Segment Start: TEXT PASSAGE

Wednesday, November 25, 2015

Can't Blame These Blues on an Ice Cream Recall

The thing about the postpartum journey is that it is wildly unpredictable. In my experience, one day is great and the next day is a disaster. One day I'm energized and the next day I'm curled up in a ball, unable to take advantage of baby's naptime to sleep or tidy the house because my brain won't shut off and my emotions are all over the place.

Daily joke/cartoon from laughter, funny, jokes, cartoon, positive, books, mental health, depression, bipolar disorder, health, women, stress, mental illness, stigma, medication, faith, book reviews, Prozac, postpartum depression, anxiety, OCD, pros, cons, therapy, roller coaster, teacup ride, emotional:

I've consulted with a therapist and I take a weekly mental health inventory to keep tabs on myself. I've been reading Brene Brown's brilliant books and have had some very vulnerable conversations with other mamas who have boldly shared their experience. I'm thankful for that tribe.

I've been struggling with a mild case of postpartum depression, There are certain things that have triggered the blues including house remodel frustrations (a project that was supposed to be done before baby arrived), the death of my grandmother two weeks after baby arrived, homesickness for Colorado and family, and what has proven to be the biggest trigger, which is talking about my birth story.

Segment End: TEXT PASSAGE
Segment Start: PROVIDED MATERIAL

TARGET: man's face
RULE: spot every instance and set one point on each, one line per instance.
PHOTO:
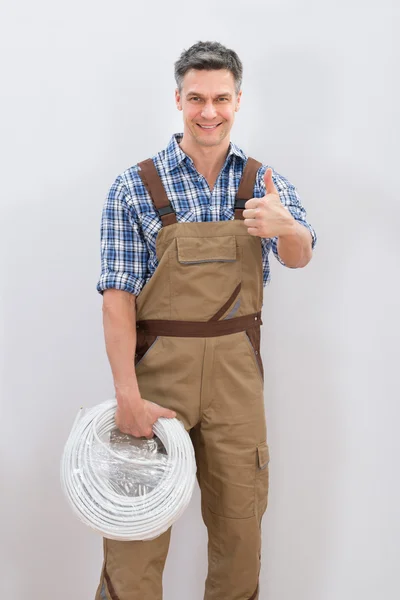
(208, 101)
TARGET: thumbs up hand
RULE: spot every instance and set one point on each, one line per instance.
(267, 217)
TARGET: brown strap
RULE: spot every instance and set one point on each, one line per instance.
(246, 186)
(153, 184)
(171, 328)
(227, 304)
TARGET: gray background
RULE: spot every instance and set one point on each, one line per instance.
(87, 91)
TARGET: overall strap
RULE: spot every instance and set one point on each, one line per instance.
(153, 184)
(246, 186)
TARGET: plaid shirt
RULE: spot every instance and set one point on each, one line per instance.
(130, 222)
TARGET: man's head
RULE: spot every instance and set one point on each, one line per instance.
(209, 79)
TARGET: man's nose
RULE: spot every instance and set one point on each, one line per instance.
(208, 111)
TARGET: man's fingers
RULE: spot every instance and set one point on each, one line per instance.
(252, 203)
(269, 184)
(250, 213)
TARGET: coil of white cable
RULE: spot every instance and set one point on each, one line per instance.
(105, 509)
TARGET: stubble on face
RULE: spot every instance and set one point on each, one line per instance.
(208, 99)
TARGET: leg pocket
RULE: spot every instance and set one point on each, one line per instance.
(262, 479)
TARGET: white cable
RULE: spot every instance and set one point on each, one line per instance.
(94, 499)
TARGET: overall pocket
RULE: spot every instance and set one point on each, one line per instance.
(204, 272)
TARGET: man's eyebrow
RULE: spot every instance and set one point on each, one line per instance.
(226, 94)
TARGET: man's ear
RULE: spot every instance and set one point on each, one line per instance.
(178, 99)
(238, 99)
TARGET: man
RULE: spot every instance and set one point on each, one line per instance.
(185, 243)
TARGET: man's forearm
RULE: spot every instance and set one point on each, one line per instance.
(119, 321)
(295, 248)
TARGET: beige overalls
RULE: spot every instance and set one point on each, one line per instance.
(198, 353)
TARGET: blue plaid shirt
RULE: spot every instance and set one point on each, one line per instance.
(130, 223)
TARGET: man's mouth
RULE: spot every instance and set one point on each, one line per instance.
(208, 127)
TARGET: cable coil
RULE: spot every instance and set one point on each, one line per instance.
(108, 511)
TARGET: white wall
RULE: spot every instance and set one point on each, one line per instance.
(87, 90)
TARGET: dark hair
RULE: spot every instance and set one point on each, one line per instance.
(209, 56)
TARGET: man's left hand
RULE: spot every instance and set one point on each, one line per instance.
(267, 217)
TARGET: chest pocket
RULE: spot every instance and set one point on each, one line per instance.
(204, 271)
(206, 249)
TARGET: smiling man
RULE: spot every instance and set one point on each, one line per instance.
(186, 238)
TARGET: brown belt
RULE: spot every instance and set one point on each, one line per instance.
(199, 328)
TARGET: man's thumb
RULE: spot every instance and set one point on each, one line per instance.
(167, 413)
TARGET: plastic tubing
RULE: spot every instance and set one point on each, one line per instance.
(97, 503)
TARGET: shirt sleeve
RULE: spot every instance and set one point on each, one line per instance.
(124, 255)
(290, 198)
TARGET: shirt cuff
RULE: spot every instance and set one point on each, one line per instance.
(120, 281)
(274, 241)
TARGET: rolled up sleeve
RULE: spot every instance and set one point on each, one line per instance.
(124, 255)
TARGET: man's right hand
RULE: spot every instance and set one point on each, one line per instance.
(138, 418)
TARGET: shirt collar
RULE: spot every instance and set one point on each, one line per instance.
(174, 155)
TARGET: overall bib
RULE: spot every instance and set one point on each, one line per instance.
(198, 353)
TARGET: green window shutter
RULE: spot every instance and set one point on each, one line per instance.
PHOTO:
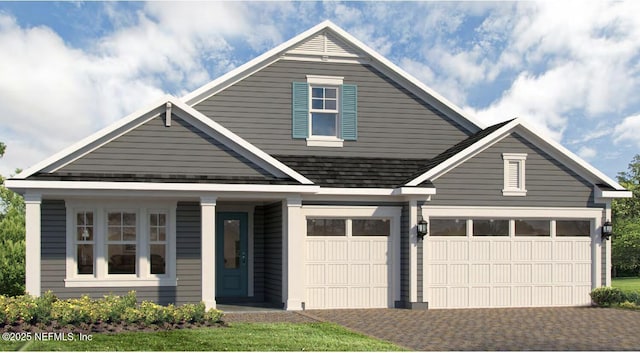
(349, 112)
(300, 99)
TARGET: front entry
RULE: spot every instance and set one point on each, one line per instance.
(231, 254)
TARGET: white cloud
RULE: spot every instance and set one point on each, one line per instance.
(587, 153)
(628, 131)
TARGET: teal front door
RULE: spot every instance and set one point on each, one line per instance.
(231, 254)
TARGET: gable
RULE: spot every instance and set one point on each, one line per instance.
(155, 150)
(391, 120)
(479, 180)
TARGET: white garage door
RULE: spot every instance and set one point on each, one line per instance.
(347, 269)
(507, 271)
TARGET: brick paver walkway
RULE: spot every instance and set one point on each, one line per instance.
(556, 329)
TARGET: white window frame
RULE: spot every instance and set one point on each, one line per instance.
(101, 278)
(325, 82)
(520, 159)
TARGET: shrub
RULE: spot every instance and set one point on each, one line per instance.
(607, 296)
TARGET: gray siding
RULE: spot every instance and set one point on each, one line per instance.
(404, 254)
(480, 180)
(53, 264)
(273, 253)
(389, 117)
(258, 253)
(155, 149)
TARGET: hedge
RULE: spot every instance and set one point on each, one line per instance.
(110, 309)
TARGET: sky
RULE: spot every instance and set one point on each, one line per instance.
(570, 68)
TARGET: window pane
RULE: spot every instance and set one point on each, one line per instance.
(573, 228)
(129, 219)
(85, 233)
(122, 259)
(371, 227)
(85, 259)
(129, 233)
(114, 234)
(323, 124)
(317, 92)
(490, 227)
(158, 254)
(316, 104)
(448, 227)
(326, 227)
(532, 228)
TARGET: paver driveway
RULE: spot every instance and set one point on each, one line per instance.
(577, 328)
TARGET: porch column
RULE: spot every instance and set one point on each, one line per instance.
(33, 246)
(293, 254)
(208, 240)
(413, 251)
(607, 243)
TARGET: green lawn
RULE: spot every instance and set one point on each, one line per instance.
(626, 283)
(236, 337)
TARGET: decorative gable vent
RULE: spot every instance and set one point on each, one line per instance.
(325, 43)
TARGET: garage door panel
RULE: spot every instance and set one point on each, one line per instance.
(521, 296)
(379, 274)
(359, 274)
(458, 251)
(501, 251)
(337, 274)
(458, 273)
(316, 274)
(542, 251)
(337, 250)
(480, 273)
(500, 273)
(501, 296)
(480, 251)
(438, 250)
(542, 295)
(521, 250)
(316, 250)
(521, 273)
(480, 297)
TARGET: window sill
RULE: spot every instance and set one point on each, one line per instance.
(133, 282)
(324, 142)
(514, 192)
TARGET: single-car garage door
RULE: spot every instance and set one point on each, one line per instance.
(507, 262)
(348, 263)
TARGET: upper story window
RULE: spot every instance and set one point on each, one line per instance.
(324, 111)
(514, 174)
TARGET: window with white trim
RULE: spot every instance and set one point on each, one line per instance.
(514, 174)
(324, 112)
(84, 243)
(110, 245)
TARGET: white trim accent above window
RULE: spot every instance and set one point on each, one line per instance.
(514, 174)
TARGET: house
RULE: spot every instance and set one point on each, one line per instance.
(300, 179)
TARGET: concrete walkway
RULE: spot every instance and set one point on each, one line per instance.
(556, 329)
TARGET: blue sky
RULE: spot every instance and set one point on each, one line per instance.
(572, 69)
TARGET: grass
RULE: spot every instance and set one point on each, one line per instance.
(626, 283)
(236, 337)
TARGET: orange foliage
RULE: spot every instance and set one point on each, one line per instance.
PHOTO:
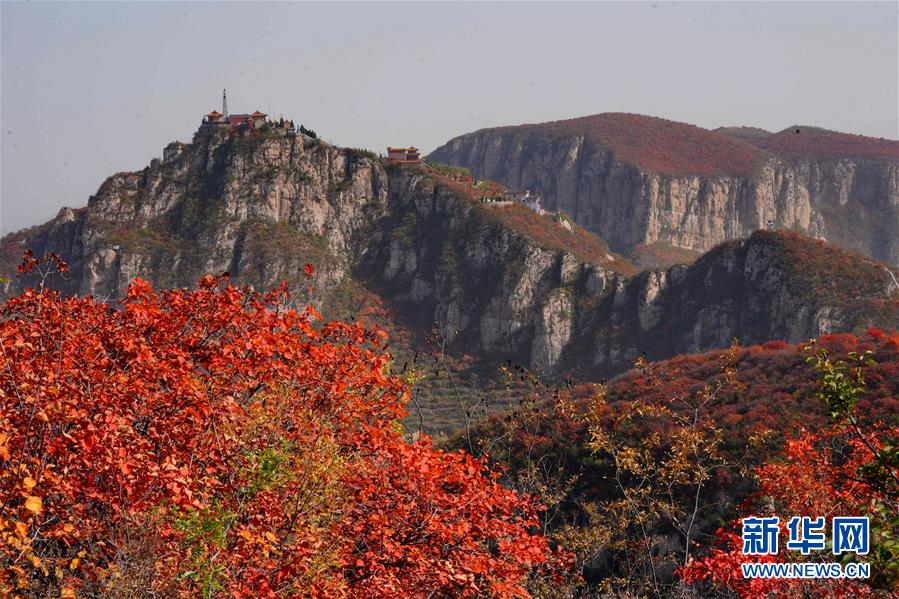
(250, 448)
(658, 145)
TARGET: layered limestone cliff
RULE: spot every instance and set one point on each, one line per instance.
(446, 261)
(256, 206)
(496, 282)
(623, 186)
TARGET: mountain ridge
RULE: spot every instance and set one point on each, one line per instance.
(852, 200)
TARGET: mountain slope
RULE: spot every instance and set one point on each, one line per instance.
(637, 180)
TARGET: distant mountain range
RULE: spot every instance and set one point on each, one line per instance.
(413, 248)
(639, 181)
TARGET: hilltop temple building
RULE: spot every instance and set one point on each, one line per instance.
(256, 120)
(403, 155)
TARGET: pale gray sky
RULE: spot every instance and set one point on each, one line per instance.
(88, 89)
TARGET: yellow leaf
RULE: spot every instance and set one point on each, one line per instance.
(34, 504)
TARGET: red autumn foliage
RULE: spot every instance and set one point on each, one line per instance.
(212, 439)
(801, 141)
(817, 474)
(657, 145)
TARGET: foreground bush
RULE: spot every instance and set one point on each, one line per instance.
(212, 442)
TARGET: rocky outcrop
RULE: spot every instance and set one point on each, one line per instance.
(258, 207)
(853, 201)
(262, 207)
(489, 289)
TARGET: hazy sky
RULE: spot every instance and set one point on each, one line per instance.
(89, 89)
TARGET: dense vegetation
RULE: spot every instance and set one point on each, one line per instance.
(641, 472)
(548, 232)
(657, 145)
(801, 141)
(208, 442)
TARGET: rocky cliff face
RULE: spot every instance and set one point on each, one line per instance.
(691, 199)
(773, 285)
(255, 206)
(490, 290)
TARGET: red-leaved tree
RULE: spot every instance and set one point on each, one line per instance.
(212, 442)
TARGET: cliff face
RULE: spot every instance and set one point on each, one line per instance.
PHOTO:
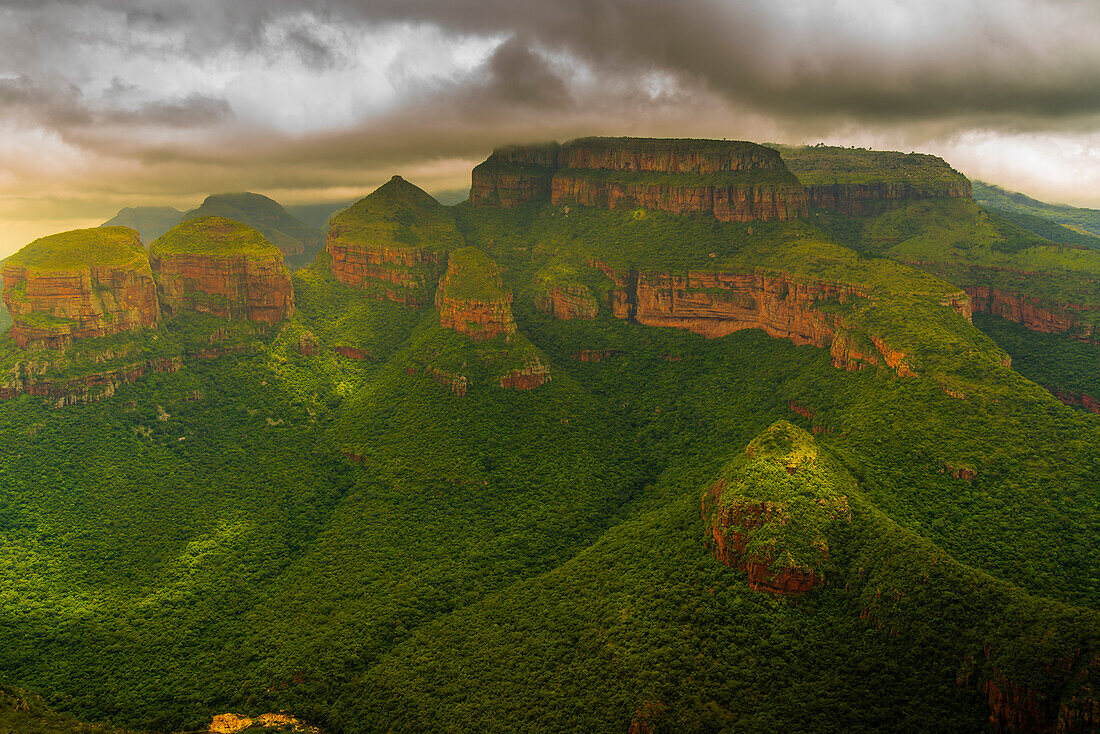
(730, 181)
(858, 182)
(567, 302)
(28, 379)
(220, 266)
(403, 274)
(718, 304)
(233, 287)
(861, 199)
(394, 242)
(56, 291)
(1030, 311)
(471, 297)
(514, 175)
(730, 548)
(770, 512)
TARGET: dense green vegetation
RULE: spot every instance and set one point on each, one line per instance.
(151, 222)
(1085, 221)
(1064, 365)
(397, 215)
(298, 241)
(109, 247)
(216, 237)
(354, 541)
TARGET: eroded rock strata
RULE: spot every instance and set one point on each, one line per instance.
(216, 265)
(471, 297)
(718, 304)
(77, 285)
(730, 181)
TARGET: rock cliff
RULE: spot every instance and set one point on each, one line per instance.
(718, 304)
(471, 297)
(220, 266)
(858, 182)
(1031, 311)
(730, 181)
(393, 243)
(78, 284)
(771, 511)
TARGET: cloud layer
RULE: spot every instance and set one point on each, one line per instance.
(117, 102)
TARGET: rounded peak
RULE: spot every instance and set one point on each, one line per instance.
(213, 236)
(83, 248)
(783, 441)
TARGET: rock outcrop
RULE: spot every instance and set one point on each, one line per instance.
(514, 175)
(718, 304)
(33, 379)
(220, 266)
(79, 284)
(1031, 311)
(730, 181)
(471, 297)
(770, 512)
(393, 243)
(858, 182)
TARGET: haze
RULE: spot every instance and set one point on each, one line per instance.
(106, 105)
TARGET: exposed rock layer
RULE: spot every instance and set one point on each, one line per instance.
(53, 305)
(733, 182)
(233, 286)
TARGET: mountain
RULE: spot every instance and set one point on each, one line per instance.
(298, 242)
(645, 436)
(1082, 221)
(151, 222)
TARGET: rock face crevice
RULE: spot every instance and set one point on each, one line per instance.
(729, 181)
(471, 297)
(718, 304)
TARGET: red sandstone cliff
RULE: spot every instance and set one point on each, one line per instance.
(732, 181)
(718, 304)
(402, 272)
(50, 308)
(234, 286)
(859, 199)
(1031, 311)
(471, 297)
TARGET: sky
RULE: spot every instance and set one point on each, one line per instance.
(107, 103)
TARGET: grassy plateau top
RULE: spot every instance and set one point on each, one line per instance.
(216, 237)
(105, 247)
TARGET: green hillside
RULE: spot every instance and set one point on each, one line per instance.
(396, 215)
(1082, 221)
(80, 249)
(217, 237)
(299, 242)
(151, 222)
(354, 517)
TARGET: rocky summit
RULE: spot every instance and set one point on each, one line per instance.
(645, 436)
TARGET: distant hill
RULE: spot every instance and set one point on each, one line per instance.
(151, 222)
(1080, 221)
(318, 215)
(298, 241)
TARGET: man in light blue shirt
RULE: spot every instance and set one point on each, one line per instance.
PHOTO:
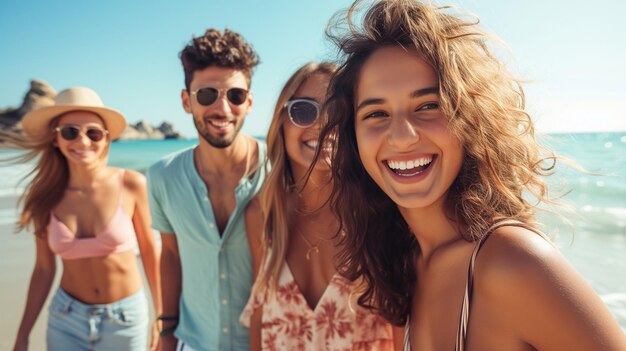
(198, 197)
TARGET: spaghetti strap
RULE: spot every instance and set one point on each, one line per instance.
(119, 196)
(407, 344)
(464, 318)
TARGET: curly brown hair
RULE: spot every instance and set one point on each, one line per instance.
(503, 162)
(214, 48)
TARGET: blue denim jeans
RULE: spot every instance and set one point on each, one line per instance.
(121, 325)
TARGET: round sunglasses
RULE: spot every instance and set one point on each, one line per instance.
(303, 112)
(69, 132)
(208, 95)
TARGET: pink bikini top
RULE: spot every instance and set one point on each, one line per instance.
(117, 236)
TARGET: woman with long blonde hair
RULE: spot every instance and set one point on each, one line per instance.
(300, 301)
(435, 167)
(93, 216)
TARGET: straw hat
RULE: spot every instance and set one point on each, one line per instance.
(36, 123)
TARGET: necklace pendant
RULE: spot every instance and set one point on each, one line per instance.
(314, 249)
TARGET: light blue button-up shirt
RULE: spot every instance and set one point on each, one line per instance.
(216, 270)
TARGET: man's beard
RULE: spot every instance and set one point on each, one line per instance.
(217, 142)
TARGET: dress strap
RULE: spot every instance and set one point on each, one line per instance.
(464, 319)
(407, 344)
(119, 197)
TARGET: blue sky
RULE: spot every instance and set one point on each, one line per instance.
(573, 52)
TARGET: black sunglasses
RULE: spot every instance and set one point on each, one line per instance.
(69, 132)
(207, 96)
(302, 112)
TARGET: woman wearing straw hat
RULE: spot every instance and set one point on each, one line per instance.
(92, 216)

Segment End: PROVIDED MATERIAL

▸ **PROMPT**
Echo everything in the postpartum blog post from "The thing about" down to "over the place.", word for word. Work only from the text itself.

▸ **OUTPUT FOR THIS TASK**
The thing about the postpartum journey is that it is wildly unpredictable. In my experience, one day is great and the next day is a disaster. One day I'm energized and the next day I'm curled up in a ball, unable to take advantage of baby's naptime to sleep or tidy the house because my brain won't shut off and my emotions are all over the place.